- [Referring expression pointing data]
==============================

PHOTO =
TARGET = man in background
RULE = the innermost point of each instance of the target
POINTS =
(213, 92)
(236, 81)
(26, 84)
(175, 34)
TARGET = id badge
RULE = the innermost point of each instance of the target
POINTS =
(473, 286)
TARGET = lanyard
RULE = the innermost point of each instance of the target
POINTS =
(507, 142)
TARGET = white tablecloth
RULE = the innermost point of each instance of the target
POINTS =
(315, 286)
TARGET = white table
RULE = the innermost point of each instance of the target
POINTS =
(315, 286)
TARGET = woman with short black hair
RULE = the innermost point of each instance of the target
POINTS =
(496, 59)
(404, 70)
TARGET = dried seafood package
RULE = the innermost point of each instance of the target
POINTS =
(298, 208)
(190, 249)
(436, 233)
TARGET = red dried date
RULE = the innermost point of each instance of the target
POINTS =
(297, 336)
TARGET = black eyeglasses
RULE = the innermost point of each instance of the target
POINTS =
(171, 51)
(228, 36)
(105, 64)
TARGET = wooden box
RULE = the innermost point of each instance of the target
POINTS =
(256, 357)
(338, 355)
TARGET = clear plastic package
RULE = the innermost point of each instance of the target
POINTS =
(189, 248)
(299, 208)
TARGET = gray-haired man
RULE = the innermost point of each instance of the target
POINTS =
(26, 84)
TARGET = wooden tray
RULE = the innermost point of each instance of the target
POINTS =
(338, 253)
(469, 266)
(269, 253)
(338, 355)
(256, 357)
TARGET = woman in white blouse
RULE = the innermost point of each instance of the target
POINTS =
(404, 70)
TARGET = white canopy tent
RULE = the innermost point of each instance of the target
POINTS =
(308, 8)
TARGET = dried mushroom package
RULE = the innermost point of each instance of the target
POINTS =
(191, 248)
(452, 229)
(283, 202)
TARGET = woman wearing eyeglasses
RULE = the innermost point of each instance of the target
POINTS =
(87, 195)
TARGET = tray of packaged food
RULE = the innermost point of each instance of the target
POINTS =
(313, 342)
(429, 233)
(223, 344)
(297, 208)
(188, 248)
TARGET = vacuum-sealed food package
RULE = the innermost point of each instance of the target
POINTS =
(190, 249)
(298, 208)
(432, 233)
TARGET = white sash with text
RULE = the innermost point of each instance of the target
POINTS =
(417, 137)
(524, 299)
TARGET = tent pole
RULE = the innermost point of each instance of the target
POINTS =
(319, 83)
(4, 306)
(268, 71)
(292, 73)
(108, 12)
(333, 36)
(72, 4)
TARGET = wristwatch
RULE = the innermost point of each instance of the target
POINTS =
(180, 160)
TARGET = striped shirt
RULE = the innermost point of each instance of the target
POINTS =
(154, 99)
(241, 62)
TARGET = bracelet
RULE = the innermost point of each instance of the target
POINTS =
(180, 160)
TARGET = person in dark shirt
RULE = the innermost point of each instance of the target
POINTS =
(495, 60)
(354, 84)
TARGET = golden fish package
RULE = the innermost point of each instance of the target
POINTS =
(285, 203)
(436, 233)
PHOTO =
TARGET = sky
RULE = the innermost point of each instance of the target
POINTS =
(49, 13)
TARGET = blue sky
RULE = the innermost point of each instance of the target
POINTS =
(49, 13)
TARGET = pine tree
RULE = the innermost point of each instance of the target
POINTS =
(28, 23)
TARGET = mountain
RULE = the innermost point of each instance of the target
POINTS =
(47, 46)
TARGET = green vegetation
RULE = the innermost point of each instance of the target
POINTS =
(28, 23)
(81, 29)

==============================

- [Exercise prompt] When copying the data above, keep every line exactly as written.

- [Exercise response]
PHOTO =
TARGET = man in background
RULE = the innermost point of each instance of the target
POINTS =
(213, 92)
(236, 81)
(26, 84)
(175, 34)
TARGET = id badge
RULE = the innermost point of each instance of the target
POINTS =
(473, 286)
TARGET = lanyard
RULE = the innermost point of each instance of the target
POINTS =
(507, 142)
TARGET = white tablecloth
RULE = the innermost point of each instance of the target
POINTS =
(315, 286)
TARGET = white table
RULE = the innermost point of each instance of the target
POINTS =
(315, 286)
TARGET = woman with short black hair
RULE = the innermost point of each instance of the target
POINTS =
(496, 59)
(404, 70)
TARGET = dried seafood package
RULE = the innermost point of each instance of the target
POINTS =
(298, 208)
(190, 249)
(436, 233)
TARGET = red dried date
RULE = the innermost point of each instance of the target
POINTS =
(297, 336)
TARGET = black eyeglasses
RULE = the innermost point of each instance of the target
POINTS =
(171, 51)
(228, 36)
(105, 64)
TARGET = wooden box
RULE = the innermost point of each instance of the target
POINTS =
(256, 357)
(338, 355)
TARGET = clear plastic package
RULE = the innermost point of each instance of the target
POINTS =
(189, 248)
(299, 208)
TARGET = gray-haired man
RULE = the innermost point of each instance of the target
POINTS =
(26, 84)
TARGET = wooden tray
RULE = the innermost point of each instance of the target
POINTS =
(338, 253)
(469, 266)
(269, 253)
(338, 355)
(256, 357)
TARGET = woman in white blouse
RULE = the innermost point of each instance of the target
POINTS =
(404, 70)
TARGET = white canopy tent
RULE = the innermost point of each instance of the target
POINTS =
(308, 8)
TARGET = dried mushroom package
RULE = the innermost point of each instance of the target
POINTS =
(191, 248)
(452, 229)
(283, 202)
TARGET = woman wearing eyeglasses
RULE = the innermost point of each instance of the target
POINTS =
(87, 195)
TARGET = tray of packaged food
RULE = the innermost point of each instance of the target
POINTS =
(313, 342)
(429, 233)
(223, 344)
(297, 208)
(188, 248)
TARGET = vacuum-sealed food package
RULE = the innermost point of each instance of the target
POINTS =
(190, 249)
(298, 208)
(432, 233)
TARGET = white sash with text
RULE = the innermost point of each instance of the target
POINTS =
(417, 137)
(524, 299)
TARGET = tent pole
RULE = the innermost point of each instance of the target
POINTS =
(319, 83)
(4, 306)
(268, 71)
(292, 73)
(108, 12)
(333, 36)
(72, 4)
TARGET = wristwatch
RULE = the innermost point of each instance of the target
POINTS =
(180, 160)
TARGET = striped shirt
RULE = the innermost point of each instance of the target
POINTS =
(154, 99)
(241, 62)
TARGET = bracelet
RULE = the innermost point of each instance of the target
POINTS =
(180, 160)
TARGET = person in dark shirt
RULE = the innermost point of each instance of the target
POINTS =
(495, 60)
(354, 84)
TARGET = golden fish package
RULE = the innermost point of each instance of the target
POINTS =
(285, 203)
(436, 233)
PHOTO =
TARGET = sky
RULE = the innermost point of each instance of the target
POINTS =
(49, 13)
TARGET = blue sky
RULE = the innermost point of each instance of the target
POINTS =
(49, 13)
TARGET = pine tree
RULE = the innermost point of each instance of the target
POINTS =
(28, 23)
TARGET = mountain
RULE = the innermost point of each instance of the target
POINTS =
(47, 46)
TARGET = green vegetation
RULE = the innermost point of each instance of the target
POINTS =
(28, 23)
(81, 29)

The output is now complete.